Records contained in a dataset:
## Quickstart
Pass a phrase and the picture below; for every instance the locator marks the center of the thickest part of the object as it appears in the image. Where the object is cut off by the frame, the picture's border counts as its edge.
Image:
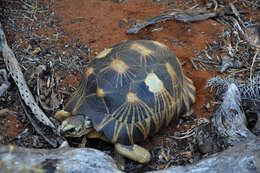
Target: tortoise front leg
(134, 152)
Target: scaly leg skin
(134, 152)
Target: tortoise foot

Activity: Retype every entry verbatim and exclude the pictures from the copy.

Exercise output:
## Quickstart
Pass a phrase and the picture below; for every instance the locator marks the center of the thickest part of the object as it appears in the image. Where the object is cut off by the frame, the picture's border counts as its edge.
Image:
Target: tortoise front leg
(134, 152)
Target: scaly leg skin
(134, 152)
Target: tortoise foot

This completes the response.